**Exercise objective**: Please extract the entries below from the line with "task | put a marker on each instance of the doorway" to the line with "x=420, y=300", both included, and copy those lines verbatim.

--- begin Entries shown ---

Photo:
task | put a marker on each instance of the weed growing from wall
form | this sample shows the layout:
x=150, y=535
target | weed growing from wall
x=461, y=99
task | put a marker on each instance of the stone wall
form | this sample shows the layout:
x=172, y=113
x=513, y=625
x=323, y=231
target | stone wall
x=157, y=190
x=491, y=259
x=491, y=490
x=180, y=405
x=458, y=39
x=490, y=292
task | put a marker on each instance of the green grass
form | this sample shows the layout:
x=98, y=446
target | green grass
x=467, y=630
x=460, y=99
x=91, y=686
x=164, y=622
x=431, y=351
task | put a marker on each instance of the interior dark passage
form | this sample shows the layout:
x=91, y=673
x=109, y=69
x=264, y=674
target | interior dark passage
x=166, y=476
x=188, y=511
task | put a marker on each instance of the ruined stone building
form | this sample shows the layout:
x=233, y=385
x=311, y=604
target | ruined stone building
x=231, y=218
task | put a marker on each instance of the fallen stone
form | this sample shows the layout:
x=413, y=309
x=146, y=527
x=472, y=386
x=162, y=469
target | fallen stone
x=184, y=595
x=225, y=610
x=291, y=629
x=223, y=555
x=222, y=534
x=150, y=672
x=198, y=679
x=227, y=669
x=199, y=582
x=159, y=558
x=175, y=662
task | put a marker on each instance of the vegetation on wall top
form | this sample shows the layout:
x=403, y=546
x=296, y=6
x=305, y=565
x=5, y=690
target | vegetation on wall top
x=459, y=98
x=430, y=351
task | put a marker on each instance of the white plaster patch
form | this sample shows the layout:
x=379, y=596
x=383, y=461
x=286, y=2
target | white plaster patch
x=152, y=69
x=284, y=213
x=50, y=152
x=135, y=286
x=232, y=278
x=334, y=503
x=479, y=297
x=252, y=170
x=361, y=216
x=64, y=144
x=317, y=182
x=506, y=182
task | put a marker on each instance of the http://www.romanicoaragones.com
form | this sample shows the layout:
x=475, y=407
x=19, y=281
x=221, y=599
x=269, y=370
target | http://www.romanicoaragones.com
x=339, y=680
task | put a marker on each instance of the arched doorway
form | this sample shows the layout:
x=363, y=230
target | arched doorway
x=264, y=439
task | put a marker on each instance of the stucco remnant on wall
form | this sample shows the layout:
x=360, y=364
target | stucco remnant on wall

--- end Entries shown ---
--- begin Entries shown ---

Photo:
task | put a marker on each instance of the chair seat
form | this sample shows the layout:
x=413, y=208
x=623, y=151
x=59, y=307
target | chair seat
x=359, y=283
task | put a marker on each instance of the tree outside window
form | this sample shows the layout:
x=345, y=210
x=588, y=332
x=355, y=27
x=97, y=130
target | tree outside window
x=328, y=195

--- end Entries shown ---
--- begin Entries shown ---

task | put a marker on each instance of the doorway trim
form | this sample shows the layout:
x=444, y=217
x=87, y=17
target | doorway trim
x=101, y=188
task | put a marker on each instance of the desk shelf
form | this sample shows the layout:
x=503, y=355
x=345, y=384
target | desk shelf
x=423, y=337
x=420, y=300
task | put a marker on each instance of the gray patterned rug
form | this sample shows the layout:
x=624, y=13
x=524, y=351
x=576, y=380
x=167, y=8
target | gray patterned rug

--- end Entries shown ---

**Expected answer**:
task | put a marker on each instance of the doorway trim
form | this sample shows the layout:
x=444, y=217
x=87, y=17
target | doorway trim
x=101, y=188
task | put a marker on each instance of the desk shelf
form | this sample shows the layout:
x=503, y=355
x=345, y=384
target | desk shelf
x=423, y=337
x=420, y=300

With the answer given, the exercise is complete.